Picking Bath City, I could be in charge of the club I love and support. This is something you simply cannot do in FIFA, as the National League isn’t represented. FIFA isn’t as in-depth as Football Manager, either. There is far more scope for drilling deep into the tactics in Football Manager. You can set up tactics however you like in FIFA, but victory ultimately comes down to how you play the match or what difficulty setting you have the game on. Football Manager allows you to control everything. It’s great fun to watch a substitute make the difference, or to change a player’s individual tactics on the fly to see them block an otherwise goal-bound shot. You’re in control. Seeing your team lift a trophy or win a match on Football Manager feels like a genuine success, more so than in any other sports game I’ve played.

Thanks to Football Manager I could not only watch Bath City matches again, I could actively be in charge of the club and bring them some long-needed glory and League football. Putting my fingers in all the pies and tinkering with formations, player contracts, training, positioning, and shouting from the sidelines felt good and distracted me from the real world just enough. In my time managing Bath City, I took them from the National League South in the 2018-19 Season, before winning the Premier League in the 2033-34 Season. If this happened in reality, the manager’s name and those of their players would be etched into the folklore of football for the rest of time. Leicester City winning the Premier League would be nothing compared to the achievement of a team like Bath City lifting that trophy.

================================

:: PROBLEM REQUIREMENTS ::
Reproduce the Bath City passage from "Picking Bath City, I" to "game I’ve played.", word for word.

:: DATASET EXCERPT ::
================================

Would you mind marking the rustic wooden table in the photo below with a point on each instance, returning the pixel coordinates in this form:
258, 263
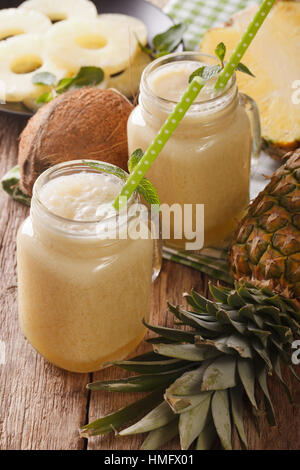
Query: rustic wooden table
42, 407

================================

:: ANSWER FOR THIS EXERCISE ::
Picking Bath City, I could be in charge of the club I love and support. This is something you simply cannot do in FIFA, as the National League isn’t represented. FIFA isn’t as in-depth as Football Manager, either. There is far more scope for drilling deep into the tactics in Football Manager. You can set up tactics however you like in FIFA, but victory ultimately comes down to how you play the match or what difficulty setting you have the game on. Football Manager allows you to control everything. It’s great fun to watch a substitute make the difference, or to change a player’s individual tactics on the fly to see them block an otherwise goal-bound shot. You’re in control. Seeing your team lift a trophy or win a match on Football Manager feels like a genuine success, more so than in any other sports game I’ve played.